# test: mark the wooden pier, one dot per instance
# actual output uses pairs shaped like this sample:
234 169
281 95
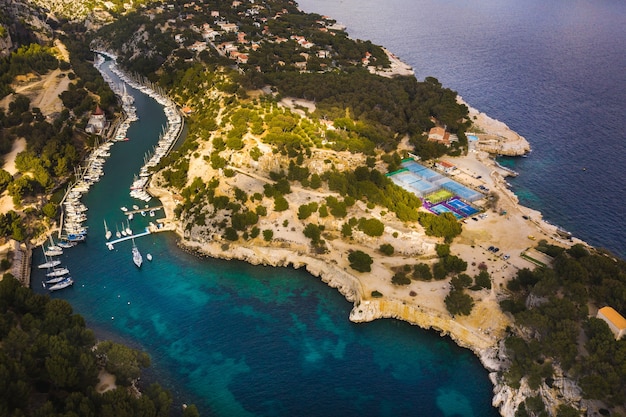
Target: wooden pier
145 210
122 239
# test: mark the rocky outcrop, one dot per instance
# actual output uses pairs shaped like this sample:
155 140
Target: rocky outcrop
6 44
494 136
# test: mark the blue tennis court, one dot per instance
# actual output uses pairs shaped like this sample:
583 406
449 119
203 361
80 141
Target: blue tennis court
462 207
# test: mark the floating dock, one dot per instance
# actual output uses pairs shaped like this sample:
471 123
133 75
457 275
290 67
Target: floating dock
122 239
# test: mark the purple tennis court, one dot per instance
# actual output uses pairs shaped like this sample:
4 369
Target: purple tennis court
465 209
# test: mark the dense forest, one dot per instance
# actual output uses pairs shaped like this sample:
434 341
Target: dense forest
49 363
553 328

--

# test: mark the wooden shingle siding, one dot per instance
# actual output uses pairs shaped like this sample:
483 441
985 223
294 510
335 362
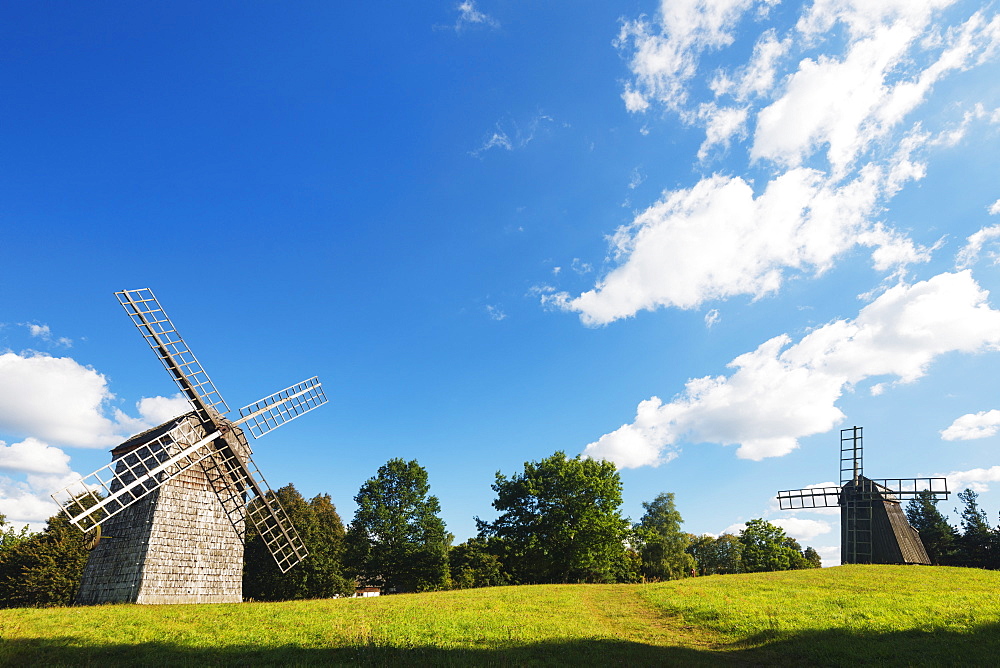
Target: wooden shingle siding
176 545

INSTRUCTION: Which lines of the data contain the word "wooden"? Pull out each one in full.

ANSWER IN FULL:
# test: mark the wooden pier, one dot per instance
Target: wooden pier
# test: mark the wooden shingle siding, one dot per instance
Target: wooden shingle siding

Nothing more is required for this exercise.